◆ EXERCISE TASK ◆
Extract from the material below every line that contains the string "deer", copying each one in full.

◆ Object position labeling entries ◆

--*--

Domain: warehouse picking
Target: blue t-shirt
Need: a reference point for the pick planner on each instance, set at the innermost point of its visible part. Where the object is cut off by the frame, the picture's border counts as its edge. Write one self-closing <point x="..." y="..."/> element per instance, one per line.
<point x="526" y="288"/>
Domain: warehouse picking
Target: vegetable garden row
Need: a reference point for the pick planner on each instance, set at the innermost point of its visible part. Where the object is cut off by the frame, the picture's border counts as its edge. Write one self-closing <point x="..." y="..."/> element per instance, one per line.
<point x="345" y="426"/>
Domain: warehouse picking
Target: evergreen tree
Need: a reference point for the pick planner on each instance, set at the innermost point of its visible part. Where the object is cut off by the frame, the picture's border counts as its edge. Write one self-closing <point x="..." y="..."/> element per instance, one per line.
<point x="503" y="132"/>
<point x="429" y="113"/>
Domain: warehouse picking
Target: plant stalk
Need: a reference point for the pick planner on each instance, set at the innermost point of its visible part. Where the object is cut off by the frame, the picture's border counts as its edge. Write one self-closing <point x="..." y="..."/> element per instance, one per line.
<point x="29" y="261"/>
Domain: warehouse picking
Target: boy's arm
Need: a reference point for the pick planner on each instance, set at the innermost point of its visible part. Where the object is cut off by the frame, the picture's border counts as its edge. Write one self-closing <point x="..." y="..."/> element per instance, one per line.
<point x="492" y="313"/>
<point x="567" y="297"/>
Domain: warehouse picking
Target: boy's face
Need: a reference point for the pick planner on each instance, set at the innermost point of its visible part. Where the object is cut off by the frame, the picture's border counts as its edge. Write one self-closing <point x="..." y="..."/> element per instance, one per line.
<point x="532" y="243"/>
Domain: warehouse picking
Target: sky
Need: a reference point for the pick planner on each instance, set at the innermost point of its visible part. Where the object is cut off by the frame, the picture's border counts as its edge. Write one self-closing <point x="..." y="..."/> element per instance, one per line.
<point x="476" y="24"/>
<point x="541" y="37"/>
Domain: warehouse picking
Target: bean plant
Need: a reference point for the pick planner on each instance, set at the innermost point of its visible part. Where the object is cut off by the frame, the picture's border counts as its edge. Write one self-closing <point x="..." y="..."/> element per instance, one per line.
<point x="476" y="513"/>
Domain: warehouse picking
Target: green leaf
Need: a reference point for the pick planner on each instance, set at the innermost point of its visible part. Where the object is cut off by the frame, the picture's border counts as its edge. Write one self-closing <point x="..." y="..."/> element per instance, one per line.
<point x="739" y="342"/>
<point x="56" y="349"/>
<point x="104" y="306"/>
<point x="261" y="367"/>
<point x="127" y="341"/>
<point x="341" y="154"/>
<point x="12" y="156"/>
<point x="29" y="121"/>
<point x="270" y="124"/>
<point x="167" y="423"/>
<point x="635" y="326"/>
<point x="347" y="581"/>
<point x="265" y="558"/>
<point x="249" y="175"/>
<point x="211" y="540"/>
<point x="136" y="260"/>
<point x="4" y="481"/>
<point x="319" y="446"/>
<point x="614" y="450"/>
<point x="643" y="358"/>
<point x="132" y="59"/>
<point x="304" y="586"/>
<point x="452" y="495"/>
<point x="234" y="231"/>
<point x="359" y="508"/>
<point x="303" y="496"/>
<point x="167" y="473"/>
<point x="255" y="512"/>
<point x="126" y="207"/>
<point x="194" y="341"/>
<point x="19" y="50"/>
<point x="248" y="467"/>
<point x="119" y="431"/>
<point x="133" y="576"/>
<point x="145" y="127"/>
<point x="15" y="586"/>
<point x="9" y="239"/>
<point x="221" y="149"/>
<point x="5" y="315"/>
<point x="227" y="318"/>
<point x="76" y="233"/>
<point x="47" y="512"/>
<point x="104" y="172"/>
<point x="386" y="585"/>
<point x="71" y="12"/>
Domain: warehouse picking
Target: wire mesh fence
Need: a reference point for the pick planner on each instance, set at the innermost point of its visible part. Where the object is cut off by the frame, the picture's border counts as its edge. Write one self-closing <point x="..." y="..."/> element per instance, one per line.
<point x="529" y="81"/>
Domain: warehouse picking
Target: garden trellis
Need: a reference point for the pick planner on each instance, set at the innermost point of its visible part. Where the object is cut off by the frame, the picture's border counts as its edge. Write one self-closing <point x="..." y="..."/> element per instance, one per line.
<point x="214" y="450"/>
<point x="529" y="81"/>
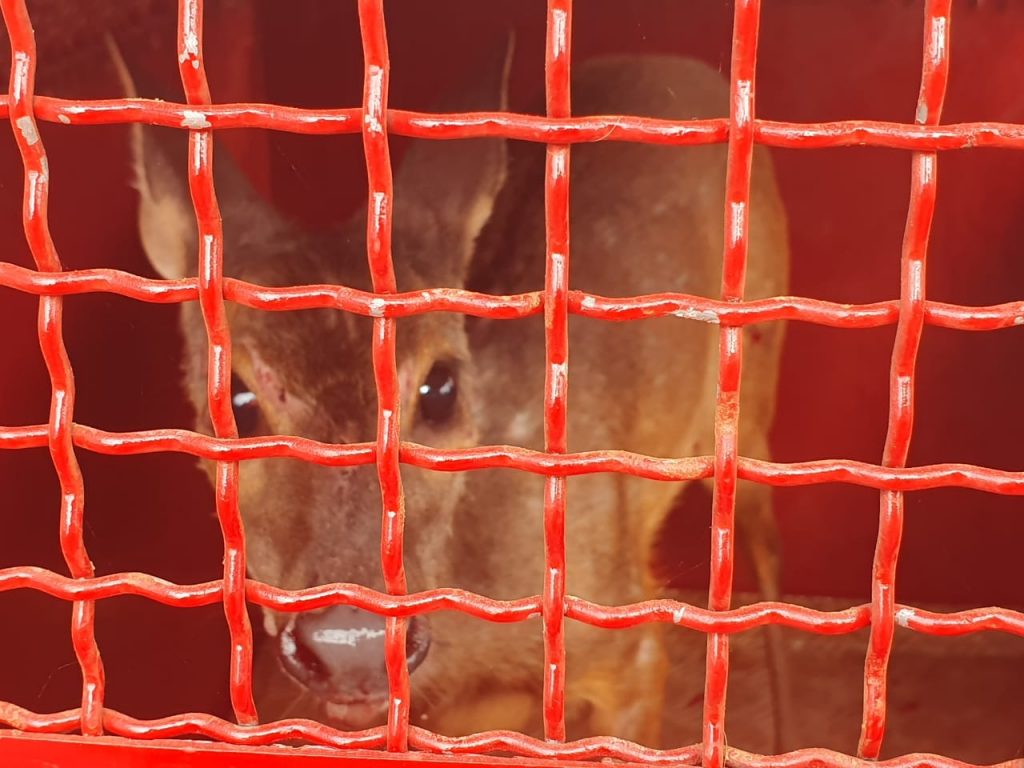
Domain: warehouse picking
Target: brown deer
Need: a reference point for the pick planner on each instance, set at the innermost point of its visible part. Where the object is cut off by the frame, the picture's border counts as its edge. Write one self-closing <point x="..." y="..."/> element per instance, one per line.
<point x="469" y="213"/>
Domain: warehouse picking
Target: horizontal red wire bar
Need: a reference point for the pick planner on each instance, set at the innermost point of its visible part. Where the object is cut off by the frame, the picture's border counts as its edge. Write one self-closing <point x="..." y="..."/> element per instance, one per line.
<point x="605" y="616"/>
<point x="509" y="457"/>
<point x="248" y="747"/>
<point x="530" y="127"/>
<point x="956" y="316"/>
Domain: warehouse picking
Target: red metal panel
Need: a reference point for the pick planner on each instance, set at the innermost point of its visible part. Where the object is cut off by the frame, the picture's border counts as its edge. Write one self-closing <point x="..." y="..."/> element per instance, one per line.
<point x="211" y="299"/>
<point x="140" y="742"/>
<point x="935" y="76"/>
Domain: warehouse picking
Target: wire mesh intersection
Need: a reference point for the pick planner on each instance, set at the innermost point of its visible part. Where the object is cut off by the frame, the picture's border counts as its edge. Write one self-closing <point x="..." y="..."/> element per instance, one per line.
<point x="741" y="129"/>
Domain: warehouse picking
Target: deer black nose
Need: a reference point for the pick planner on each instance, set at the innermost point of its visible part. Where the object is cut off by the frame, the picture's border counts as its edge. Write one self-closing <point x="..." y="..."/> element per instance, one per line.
<point x="338" y="653"/>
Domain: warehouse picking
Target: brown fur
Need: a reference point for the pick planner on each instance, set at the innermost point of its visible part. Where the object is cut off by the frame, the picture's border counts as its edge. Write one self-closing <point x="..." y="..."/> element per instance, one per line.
<point x="644" y="219"/>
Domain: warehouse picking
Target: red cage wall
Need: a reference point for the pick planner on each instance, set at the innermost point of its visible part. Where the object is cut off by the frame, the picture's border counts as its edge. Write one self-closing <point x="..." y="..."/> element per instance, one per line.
<point x="926" y="138"/>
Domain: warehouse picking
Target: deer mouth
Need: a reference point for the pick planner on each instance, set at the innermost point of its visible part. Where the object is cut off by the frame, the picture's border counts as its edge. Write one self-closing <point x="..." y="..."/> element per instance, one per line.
<point x="338" y="655"/>
<point x="357" y="715"/>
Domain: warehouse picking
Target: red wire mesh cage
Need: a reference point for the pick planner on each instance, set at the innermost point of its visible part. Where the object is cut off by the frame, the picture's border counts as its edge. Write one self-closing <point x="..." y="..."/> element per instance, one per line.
<point x="108" y="733"/>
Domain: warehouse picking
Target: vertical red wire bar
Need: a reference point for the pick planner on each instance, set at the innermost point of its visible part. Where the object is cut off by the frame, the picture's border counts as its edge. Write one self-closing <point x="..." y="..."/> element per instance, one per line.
<point x="556" y="201"/>
<point x="211" y="274"/>
<point x="375" y="144"/>
<point x="924" y="185"/>
<point x="737" y="194"/>
<point x="50" y="329"/>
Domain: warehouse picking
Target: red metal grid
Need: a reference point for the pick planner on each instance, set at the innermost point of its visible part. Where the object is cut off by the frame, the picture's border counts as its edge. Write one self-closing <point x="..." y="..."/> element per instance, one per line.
<point x="385" y="371"/>
<point x="934" y="78"/>
<point x="741" y="129"/>
<point x="211" y="299"/>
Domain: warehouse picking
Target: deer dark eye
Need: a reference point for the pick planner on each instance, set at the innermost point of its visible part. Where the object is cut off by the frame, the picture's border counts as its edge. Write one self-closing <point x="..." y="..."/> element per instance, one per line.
<point x="437" y="394"/>
<point x="246" y="407"/>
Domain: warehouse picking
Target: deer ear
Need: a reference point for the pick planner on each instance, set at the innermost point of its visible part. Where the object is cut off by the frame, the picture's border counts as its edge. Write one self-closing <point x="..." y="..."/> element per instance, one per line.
<point x="166" y="216"/>
<point x="458" y="180"/>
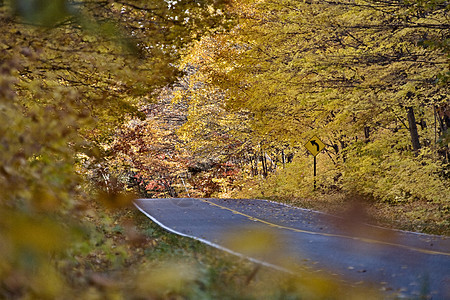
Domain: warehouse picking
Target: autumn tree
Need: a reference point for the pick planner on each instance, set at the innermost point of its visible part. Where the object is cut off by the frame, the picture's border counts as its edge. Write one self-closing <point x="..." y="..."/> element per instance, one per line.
<point x="368" y="77"/>
<point x="70" y="74"/>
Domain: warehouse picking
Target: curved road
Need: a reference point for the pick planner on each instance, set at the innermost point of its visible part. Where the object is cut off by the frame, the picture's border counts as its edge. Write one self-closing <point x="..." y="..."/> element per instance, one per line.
<point x="404" y="264"/>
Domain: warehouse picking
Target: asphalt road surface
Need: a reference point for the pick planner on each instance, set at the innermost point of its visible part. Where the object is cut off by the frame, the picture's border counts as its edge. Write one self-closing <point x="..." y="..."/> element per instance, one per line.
<point x="405" y="264"/>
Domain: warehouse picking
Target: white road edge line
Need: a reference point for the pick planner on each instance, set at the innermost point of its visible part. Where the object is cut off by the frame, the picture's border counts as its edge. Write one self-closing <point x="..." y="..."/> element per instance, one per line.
<point x="253" y="260"/>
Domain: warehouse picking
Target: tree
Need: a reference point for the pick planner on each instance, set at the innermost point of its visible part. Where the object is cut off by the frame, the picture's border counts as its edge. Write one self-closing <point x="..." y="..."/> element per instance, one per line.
<point x="352" y="72"/>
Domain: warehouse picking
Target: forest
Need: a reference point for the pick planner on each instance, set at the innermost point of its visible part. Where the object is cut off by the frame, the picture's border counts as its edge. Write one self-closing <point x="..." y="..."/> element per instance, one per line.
<point x="102" y="102"/>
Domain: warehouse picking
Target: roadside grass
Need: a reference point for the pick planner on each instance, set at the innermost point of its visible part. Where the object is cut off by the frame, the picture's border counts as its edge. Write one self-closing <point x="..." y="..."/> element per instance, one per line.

--*--

◆ OUTPUT OF THE TASK ◆
Target: brown deer
Target: deer black nose
Target: deer mouth
Target: deer dark eye
Target: deer ear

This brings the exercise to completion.